- [Your tasks]:
1: In the Nevada budget highlights below, how many mental health beds will the Las Vegas area have once the increase takes effect?
2: List every section heading in capital letters that appears in the Nevada budget highlights below.

- [Text section]:
==================================================

Highlights of the Nevada state budget
Tuesday, June 7, 2005 | 6:11 a.m.
Highlights of the nearly $6 billion state budget approved late Monday by Nevada lawmakers:
-TOTAL SPENDING: The state's coming two-year budget includes nearly $6 billion in general fund and highway fund spending plus an additional $8.85 billion in federal money. The total budget is approximately $15 billion. That's at least 15 percent higher than the current budget.
-HUMAN SERVICES: Mental health spending will be nearly $360 million over the coming two years. About $18.5 million of that will go toward increasing the number of mental health beds in the Las Vegas area from 131 to 217 and for more than 250 new positions to staff existing facilities and the new psychiatric hospital, which is set to open in May 2006.
The Welfare Division will get nearly $139 million over the next two years, $5.5 million less than was proposed by Gov. Kenny Guinn in his January executive budget. That funding includes $49 million to support Temporary Assistance for Needy Families and other programs.
Nevada Medicaid will get nearly $814 million and Nevada Check Up will have a budget of $22 million for the more than 30,000 enrollees that are expected by mid-2007.
-HIGHER EDUCATION: Excluding pay raises, $1.12 billion will go toward the Nevada System of Higher Education over the next two years. Nevada National Guard members will continue to get fee waivers and the Lou Ruvo Center for Alzheimer's Disease and Brain Aging will get 10 more workers.

==================================================

- [Provided records]:
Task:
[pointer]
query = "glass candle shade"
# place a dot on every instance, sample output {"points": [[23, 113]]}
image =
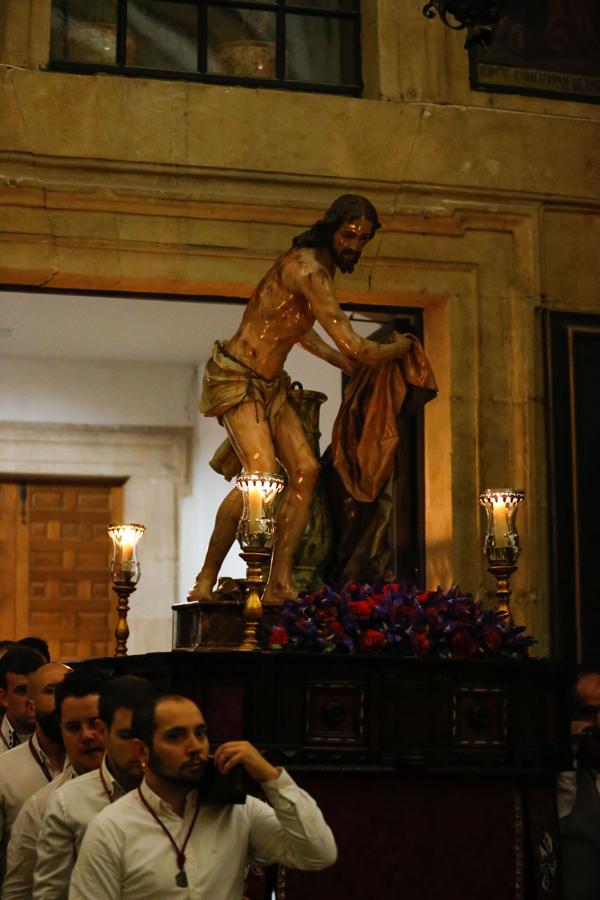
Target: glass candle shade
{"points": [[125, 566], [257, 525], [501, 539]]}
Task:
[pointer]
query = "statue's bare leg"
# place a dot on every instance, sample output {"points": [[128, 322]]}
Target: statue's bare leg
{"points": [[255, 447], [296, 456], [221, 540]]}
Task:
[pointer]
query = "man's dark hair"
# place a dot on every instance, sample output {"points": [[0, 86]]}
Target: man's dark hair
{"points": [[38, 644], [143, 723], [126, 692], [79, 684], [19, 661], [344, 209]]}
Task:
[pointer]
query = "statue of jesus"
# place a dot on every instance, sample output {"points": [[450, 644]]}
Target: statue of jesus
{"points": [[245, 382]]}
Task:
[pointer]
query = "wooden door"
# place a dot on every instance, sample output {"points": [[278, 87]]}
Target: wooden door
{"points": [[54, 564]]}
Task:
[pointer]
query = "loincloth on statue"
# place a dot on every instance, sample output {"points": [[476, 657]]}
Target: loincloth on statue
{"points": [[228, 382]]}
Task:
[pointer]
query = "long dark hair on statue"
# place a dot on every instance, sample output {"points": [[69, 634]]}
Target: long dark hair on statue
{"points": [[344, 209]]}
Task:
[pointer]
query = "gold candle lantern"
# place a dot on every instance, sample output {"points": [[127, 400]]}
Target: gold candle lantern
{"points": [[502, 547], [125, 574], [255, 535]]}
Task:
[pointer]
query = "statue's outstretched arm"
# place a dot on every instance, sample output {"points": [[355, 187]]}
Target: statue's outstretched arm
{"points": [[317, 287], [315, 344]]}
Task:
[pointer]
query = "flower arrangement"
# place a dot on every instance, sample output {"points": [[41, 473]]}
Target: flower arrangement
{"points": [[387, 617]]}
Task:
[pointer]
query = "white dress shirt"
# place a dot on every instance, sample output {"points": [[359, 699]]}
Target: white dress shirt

==================================================

- [Expected outputs]:
1: 217 beds, up from 131.

2: TOTAL SPENDING, HUMAN SERVICES, HIGHER EDUCATION